_Directive_. Repeat the lines beginning at the one with "the cow's nose" and running to the end of the material, keeping the first and last of them, exactly as they appear.

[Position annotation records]

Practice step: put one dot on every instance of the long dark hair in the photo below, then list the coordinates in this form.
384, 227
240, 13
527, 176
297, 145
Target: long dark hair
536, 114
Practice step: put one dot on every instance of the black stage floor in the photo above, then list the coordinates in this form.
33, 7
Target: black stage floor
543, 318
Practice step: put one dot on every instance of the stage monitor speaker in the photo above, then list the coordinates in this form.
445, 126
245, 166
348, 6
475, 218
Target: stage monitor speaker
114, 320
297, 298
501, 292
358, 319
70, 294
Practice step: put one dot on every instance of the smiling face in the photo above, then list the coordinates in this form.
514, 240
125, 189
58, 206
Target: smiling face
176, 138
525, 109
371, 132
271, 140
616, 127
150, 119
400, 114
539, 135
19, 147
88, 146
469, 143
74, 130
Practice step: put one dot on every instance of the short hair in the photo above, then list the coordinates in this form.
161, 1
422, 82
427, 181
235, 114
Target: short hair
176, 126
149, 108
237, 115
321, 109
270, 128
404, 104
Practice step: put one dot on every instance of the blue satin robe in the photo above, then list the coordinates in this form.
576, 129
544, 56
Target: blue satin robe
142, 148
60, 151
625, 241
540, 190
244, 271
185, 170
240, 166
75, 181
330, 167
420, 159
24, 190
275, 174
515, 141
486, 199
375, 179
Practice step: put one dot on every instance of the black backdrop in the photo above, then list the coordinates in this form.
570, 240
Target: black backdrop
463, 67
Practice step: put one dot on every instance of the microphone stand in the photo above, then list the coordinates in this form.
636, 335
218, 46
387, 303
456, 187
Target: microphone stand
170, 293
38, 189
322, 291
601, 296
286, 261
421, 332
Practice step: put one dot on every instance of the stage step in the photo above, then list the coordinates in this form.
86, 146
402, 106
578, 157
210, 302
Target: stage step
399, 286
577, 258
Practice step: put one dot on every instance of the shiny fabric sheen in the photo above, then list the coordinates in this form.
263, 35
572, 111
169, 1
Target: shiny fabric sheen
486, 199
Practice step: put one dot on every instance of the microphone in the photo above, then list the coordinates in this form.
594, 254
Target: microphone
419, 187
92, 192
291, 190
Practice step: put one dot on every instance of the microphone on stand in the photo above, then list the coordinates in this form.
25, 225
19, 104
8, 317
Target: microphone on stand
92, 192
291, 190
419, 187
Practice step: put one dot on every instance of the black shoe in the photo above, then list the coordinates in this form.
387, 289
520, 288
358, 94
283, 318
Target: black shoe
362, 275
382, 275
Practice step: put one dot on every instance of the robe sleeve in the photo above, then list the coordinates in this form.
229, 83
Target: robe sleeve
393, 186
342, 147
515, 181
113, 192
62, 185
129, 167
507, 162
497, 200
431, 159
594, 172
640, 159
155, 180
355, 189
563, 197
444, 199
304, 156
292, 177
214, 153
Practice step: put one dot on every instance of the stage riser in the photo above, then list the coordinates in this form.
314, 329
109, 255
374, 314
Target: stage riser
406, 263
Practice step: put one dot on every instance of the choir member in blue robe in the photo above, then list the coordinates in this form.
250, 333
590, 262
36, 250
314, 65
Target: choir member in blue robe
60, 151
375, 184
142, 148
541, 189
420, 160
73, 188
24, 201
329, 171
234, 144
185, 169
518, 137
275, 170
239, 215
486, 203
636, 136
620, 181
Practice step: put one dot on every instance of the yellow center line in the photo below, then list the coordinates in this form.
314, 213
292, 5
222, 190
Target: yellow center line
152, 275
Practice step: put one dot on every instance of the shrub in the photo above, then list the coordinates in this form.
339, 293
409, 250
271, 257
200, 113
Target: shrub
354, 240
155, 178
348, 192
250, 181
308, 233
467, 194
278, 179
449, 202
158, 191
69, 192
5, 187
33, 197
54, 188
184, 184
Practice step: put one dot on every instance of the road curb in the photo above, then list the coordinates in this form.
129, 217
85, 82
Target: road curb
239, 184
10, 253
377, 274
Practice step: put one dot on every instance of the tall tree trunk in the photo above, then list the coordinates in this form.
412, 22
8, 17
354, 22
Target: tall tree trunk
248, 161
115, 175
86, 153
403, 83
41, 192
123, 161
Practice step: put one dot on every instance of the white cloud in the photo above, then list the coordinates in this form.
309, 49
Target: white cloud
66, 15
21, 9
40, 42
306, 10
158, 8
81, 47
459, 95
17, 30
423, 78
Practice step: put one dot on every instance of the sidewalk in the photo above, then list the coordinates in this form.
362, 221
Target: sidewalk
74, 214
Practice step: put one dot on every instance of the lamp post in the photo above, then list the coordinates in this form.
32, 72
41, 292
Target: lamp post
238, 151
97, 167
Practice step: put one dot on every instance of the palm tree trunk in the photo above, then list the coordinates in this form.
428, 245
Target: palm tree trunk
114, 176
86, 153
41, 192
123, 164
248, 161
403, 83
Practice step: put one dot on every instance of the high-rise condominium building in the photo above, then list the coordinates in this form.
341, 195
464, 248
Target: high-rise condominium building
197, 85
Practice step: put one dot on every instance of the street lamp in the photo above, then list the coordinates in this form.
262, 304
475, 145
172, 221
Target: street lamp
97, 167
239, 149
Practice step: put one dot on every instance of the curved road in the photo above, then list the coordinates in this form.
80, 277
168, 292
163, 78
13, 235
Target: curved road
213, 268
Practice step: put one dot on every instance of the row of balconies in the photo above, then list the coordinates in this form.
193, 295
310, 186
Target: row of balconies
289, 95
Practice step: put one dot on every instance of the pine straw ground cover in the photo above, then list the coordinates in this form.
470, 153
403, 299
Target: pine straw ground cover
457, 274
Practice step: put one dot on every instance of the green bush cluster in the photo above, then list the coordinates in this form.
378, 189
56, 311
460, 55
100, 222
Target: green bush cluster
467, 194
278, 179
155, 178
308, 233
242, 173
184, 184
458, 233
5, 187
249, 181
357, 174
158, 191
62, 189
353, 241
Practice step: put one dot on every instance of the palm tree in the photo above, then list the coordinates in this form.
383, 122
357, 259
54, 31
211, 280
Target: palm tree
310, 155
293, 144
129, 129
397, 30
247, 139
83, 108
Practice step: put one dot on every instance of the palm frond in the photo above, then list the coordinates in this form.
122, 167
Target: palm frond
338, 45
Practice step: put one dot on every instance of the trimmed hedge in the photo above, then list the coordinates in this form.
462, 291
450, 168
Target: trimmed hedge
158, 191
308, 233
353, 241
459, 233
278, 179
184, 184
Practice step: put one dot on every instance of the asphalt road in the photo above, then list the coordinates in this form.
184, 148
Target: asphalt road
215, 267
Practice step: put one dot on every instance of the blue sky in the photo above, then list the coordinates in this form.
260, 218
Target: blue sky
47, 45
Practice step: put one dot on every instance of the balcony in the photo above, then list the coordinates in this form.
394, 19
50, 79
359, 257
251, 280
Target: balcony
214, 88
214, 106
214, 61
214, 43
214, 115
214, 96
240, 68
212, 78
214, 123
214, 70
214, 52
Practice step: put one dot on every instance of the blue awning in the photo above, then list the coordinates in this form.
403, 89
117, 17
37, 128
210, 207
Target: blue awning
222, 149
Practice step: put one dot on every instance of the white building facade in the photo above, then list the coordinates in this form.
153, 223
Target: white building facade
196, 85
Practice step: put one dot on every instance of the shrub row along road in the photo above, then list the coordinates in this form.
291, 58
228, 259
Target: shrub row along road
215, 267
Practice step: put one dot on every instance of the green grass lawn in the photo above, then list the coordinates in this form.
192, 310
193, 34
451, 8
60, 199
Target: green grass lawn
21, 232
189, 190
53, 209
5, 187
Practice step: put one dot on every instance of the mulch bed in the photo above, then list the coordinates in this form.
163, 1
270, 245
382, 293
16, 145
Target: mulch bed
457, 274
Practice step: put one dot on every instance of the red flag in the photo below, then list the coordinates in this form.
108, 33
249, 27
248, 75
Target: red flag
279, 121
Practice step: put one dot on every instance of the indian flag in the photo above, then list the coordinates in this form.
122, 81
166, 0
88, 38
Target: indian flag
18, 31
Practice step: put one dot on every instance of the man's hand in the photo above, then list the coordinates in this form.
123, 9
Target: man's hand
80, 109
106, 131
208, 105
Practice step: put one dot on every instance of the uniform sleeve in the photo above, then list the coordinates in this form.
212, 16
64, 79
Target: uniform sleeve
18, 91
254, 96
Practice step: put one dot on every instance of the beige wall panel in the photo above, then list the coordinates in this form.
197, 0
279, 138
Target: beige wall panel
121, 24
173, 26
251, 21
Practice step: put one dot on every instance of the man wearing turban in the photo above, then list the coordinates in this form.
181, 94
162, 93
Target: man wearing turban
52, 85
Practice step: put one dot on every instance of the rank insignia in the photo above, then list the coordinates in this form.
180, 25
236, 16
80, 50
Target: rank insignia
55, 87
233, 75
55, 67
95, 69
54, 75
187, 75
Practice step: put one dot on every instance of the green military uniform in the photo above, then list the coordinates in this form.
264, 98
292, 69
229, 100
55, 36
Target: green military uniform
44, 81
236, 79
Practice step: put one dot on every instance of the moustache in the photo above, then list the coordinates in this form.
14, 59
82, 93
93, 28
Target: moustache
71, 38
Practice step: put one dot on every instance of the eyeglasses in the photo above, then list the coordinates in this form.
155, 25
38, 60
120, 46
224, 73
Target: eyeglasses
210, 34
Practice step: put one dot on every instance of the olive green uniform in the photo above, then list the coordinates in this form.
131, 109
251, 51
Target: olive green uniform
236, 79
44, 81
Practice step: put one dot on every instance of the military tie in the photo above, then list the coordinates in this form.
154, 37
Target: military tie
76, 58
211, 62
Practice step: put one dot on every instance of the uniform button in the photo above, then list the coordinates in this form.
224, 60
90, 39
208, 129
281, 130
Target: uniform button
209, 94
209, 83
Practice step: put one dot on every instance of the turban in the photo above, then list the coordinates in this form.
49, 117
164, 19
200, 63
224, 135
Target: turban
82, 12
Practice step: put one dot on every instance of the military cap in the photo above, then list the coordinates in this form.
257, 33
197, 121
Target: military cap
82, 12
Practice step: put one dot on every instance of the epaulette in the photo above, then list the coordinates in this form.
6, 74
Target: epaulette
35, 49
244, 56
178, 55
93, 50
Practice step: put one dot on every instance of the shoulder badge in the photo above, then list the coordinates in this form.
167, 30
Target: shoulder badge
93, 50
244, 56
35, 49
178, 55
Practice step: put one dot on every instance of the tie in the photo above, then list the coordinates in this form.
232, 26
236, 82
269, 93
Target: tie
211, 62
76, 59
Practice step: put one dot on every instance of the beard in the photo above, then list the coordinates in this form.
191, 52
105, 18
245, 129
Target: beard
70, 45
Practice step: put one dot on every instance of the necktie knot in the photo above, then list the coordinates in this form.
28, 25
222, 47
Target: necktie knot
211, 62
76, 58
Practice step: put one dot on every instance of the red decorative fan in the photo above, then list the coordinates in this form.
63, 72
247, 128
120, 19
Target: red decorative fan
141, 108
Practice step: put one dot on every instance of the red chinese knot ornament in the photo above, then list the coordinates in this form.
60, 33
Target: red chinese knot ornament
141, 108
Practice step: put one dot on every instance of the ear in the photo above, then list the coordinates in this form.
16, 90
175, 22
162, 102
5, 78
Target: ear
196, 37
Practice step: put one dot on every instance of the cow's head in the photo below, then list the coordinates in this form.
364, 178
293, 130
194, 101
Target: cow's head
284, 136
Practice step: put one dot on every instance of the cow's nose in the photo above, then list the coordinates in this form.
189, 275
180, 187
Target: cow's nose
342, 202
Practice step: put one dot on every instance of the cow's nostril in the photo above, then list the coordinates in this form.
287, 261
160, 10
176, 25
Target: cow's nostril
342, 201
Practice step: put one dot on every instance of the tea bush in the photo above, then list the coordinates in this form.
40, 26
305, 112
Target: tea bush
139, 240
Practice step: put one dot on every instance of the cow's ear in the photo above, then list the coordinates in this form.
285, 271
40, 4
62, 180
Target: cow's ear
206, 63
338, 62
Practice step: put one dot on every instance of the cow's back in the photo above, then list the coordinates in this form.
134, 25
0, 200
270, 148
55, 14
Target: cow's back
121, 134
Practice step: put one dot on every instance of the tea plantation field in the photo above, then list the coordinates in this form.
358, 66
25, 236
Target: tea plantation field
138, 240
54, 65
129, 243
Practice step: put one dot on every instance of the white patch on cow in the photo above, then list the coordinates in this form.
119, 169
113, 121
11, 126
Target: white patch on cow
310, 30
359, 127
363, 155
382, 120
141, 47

_Result below_.
Practice step: put one dot on every instance of the cow's nose in the photo above, then list the coordinates in this form.
189, 275
180, 187
Target: cow's nose
342, 202
Practice step: put one dot on every instance of the cow's nostril in the photo above, then list the coordinates in this form.
287, 261
160, 10
176, 25
Target: cow's nostril
342, 201
Practice step: put one dot on every instance of the tea bush in the photo above, then list the coordinates in this form.
40, 26
305, 112
Target: tea bush
139, 240
Practice step: put one dot on every instance of the cow's ear in the photo above, then list the coordinates in this form.
285, 271
40, 4
62, 180
Target: cow's ear
206, 63
338, 62
Practice step: put one dot on every instance of the cow's back in the photo above, then list the coordinates in this form.
134, 25
0, 200
270, 148
55, 14
Target: cow's back
121, 134
Practice step: put one dot on every instance of the tea plantation field in the photo above, then list the coordinates in this form.
358, 66
25, 236
Target: tea plantation field
138, 240
54, 65
129, 243
Practice step: put one dot on every instance of the white patch on cow in the photo above, then list the coordinates in this form.
119, 169
113, 121
11, 126
Target: white patch on cow
310, 30
359, 127
363, 155
382, 120
141, 47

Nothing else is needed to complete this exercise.